• GP2, Monaco Grand Prix, Race 2

Coletti wins home sprint race

Chris Medland May 25, 2013

Stefano Coletti won the Monaco GP2 sprint race at his home circuit to extend his championship lead.

Coletti had to pass pole-sitter Adrian Quaife-Hobbs on track having started from third place, and eventually won from 1.8s from Quaife-Hobbs and Mitch Evans. It was Evans' second podium of the weekend as he came home just ahead of Felipe Nasr and James Calado, with the top five covered by 3.7s.

Rene Binder, Kevin Ceccon and Stephane Richelmi completed the points-scorers, with yesterday's race winner Sam Bird down in 24th place after having to pit with apparent tyre issues.

Quaife-Hobbs made a good start as Binder bogged down, and after yesterday's pile-up the field ran cleanly through Ste Devote. Evans dived up the inside of Calado in to Mirabeau for third, before Nasr passed Calado on the next lap at the first corner. After three laps, Coletti made the decisive move as he dived up the inside of a hesitant Quaife-Hobbs from a long way back in to the Nouvelle Chicane to take the lead.

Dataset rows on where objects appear
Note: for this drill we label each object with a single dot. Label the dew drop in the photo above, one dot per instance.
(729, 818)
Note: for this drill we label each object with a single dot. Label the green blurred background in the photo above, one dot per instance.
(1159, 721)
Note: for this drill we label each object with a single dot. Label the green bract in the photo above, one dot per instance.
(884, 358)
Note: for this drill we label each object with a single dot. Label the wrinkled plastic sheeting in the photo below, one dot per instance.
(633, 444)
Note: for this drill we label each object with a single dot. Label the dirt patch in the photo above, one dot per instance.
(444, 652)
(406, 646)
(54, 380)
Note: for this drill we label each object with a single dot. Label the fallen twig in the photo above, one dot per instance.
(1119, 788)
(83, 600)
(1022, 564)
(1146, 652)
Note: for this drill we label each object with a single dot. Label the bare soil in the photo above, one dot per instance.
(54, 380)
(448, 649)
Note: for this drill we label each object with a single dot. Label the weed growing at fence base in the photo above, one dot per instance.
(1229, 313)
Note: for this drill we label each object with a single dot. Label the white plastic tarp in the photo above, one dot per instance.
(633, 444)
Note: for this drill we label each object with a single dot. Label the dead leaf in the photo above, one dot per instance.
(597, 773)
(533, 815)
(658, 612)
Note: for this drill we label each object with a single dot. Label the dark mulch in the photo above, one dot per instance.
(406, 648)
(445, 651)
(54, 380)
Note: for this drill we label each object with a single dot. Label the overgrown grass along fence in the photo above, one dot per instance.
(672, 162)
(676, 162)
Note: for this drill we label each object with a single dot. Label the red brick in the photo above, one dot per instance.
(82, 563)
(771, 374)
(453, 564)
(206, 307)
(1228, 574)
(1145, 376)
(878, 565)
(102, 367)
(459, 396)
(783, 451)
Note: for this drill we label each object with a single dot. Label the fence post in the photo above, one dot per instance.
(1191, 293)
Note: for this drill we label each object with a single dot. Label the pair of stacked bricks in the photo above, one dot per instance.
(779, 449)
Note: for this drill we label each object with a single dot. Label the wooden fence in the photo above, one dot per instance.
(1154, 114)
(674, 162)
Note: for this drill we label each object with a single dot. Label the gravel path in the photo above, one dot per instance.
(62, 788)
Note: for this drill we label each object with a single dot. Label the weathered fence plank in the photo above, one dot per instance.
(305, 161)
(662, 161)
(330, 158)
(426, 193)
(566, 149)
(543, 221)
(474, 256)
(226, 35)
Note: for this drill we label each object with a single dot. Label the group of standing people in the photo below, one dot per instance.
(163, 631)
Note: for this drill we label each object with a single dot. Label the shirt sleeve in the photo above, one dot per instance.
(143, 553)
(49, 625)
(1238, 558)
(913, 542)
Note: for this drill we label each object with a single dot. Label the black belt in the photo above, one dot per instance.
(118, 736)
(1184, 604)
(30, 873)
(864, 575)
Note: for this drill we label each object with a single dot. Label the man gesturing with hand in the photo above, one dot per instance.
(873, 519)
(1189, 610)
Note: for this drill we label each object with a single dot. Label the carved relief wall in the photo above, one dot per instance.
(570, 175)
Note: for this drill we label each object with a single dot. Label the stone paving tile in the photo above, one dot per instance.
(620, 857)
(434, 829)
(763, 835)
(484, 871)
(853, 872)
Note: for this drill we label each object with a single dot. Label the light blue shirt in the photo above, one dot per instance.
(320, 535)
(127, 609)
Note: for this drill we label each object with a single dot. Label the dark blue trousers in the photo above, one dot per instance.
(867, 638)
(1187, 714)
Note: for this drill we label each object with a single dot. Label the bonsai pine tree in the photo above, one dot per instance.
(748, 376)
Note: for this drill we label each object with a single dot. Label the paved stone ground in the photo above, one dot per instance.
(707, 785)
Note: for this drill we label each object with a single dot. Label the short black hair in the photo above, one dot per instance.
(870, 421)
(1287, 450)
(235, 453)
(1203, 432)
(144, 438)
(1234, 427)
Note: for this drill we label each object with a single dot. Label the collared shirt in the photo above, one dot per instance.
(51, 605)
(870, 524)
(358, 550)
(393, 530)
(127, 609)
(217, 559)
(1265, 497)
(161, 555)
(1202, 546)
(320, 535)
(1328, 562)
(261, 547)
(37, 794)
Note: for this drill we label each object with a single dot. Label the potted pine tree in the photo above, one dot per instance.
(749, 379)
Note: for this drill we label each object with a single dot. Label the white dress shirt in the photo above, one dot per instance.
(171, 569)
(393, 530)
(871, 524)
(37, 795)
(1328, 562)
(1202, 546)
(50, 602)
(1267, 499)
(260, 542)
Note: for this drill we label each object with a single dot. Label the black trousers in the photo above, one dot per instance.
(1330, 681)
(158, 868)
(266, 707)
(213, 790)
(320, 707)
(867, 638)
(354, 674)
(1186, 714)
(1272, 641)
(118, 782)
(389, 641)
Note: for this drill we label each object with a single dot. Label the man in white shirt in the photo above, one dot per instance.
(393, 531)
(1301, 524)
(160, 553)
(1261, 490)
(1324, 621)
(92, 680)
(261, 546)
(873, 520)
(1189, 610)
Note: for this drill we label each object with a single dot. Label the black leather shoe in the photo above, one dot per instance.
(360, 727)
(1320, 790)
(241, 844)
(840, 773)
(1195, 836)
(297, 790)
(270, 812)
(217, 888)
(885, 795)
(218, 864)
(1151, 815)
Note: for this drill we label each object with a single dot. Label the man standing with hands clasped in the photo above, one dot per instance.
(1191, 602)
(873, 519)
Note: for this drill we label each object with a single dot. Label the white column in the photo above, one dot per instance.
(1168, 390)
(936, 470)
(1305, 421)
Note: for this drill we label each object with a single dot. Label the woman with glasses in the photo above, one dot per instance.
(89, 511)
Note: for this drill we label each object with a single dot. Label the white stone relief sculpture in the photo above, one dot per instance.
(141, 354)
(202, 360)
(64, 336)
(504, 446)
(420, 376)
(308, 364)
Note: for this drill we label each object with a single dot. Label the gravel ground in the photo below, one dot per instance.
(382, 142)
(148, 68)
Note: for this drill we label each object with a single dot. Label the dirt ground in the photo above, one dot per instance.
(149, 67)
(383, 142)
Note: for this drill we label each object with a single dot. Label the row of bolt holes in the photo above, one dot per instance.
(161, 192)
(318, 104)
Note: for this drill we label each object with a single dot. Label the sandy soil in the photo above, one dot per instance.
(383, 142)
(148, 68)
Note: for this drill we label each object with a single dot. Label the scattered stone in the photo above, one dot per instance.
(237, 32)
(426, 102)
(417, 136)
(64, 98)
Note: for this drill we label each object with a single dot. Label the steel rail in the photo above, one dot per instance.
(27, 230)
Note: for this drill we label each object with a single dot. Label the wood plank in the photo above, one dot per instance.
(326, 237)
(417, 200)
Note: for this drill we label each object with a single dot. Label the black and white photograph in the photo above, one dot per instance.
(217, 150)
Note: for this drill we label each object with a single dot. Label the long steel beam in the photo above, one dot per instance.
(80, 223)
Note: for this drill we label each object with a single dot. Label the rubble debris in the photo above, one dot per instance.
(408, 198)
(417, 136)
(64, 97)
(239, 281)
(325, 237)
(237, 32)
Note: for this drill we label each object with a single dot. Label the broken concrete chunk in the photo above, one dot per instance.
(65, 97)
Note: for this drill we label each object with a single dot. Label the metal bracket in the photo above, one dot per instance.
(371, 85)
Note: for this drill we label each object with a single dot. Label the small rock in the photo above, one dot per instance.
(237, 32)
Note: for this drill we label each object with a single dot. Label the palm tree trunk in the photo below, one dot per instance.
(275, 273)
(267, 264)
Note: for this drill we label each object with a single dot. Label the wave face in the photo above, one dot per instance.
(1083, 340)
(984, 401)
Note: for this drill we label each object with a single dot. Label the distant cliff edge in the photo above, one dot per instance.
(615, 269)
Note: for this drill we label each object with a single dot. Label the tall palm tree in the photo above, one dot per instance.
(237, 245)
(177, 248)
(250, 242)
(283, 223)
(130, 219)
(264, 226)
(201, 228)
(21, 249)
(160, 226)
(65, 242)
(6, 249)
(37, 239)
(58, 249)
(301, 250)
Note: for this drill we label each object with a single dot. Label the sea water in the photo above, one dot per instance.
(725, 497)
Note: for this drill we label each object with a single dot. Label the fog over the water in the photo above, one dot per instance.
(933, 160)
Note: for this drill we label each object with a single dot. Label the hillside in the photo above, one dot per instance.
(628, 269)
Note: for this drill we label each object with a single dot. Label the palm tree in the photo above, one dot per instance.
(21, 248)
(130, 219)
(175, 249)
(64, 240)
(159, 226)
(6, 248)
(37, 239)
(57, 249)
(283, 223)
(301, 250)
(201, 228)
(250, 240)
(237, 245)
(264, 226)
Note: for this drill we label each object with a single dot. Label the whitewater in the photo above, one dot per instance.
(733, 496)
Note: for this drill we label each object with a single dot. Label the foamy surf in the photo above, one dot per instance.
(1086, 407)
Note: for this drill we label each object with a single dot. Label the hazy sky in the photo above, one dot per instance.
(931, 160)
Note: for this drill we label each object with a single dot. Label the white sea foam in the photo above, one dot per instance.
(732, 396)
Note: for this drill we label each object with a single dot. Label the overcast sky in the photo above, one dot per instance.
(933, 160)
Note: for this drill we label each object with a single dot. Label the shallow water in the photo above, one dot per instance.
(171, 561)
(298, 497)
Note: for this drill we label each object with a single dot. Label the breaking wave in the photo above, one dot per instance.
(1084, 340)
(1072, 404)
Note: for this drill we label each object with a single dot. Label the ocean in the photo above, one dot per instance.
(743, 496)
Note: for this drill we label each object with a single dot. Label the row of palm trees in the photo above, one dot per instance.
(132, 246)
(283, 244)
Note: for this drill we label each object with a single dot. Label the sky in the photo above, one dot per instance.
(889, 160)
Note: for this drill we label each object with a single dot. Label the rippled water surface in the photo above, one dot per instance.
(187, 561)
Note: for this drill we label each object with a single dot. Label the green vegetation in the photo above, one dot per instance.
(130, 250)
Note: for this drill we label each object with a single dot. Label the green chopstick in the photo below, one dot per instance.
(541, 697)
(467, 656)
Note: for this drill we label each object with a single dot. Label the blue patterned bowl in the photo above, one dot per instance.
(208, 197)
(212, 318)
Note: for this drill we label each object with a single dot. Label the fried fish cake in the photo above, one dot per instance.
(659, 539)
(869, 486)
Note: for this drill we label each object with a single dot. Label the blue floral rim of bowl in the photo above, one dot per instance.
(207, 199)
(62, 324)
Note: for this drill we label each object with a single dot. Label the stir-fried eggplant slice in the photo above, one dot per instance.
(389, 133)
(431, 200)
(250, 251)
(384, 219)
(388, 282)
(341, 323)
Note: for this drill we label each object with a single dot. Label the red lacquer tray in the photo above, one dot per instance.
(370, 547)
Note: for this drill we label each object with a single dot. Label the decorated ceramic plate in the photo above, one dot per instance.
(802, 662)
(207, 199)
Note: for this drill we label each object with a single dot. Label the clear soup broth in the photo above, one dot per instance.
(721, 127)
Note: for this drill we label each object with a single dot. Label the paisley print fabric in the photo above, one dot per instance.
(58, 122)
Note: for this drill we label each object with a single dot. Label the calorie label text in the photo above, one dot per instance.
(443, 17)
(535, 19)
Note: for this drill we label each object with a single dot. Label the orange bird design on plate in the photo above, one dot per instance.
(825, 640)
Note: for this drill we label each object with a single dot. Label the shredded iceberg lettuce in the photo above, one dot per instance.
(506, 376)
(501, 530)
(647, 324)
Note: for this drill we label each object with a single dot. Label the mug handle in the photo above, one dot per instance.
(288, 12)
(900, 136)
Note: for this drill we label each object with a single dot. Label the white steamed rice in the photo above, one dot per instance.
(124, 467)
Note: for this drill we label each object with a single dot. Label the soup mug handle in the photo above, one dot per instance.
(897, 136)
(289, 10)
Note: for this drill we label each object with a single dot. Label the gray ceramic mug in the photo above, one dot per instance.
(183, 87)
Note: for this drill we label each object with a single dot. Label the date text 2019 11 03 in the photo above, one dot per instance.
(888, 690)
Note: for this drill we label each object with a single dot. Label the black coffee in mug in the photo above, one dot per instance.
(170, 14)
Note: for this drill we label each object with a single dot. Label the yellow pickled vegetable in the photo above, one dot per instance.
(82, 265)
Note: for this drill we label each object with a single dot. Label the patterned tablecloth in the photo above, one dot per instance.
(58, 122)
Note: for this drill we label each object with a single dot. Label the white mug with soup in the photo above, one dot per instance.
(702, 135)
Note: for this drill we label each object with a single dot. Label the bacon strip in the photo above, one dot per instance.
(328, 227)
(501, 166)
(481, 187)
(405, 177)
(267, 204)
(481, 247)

Requirements:
**a)** Retype the stretch of the race report from "Coletti had to" through "covered by 3.7s.".
**b)** Name every driver the race report lists as finishing in the points.

Expected answers:
**a)**
Coletti had to pass pole-sitter Adrian Quaife-Hobbs on track having started from third place, and eventually won from 1.8s from Quaife-Hobbs and Mitch Evans. It was Evans' second podium of the weekend as he came home just ahead of Felipe Nasr and James Calado, with the top five covered by 3.7s.

**b)** Stefano Coletti, Adrian Quaife-Hobbs, Mitch Evans, Felipe Nasr, James Calado, Rene Binder, Kevin Ceccon, Stephane Richelmi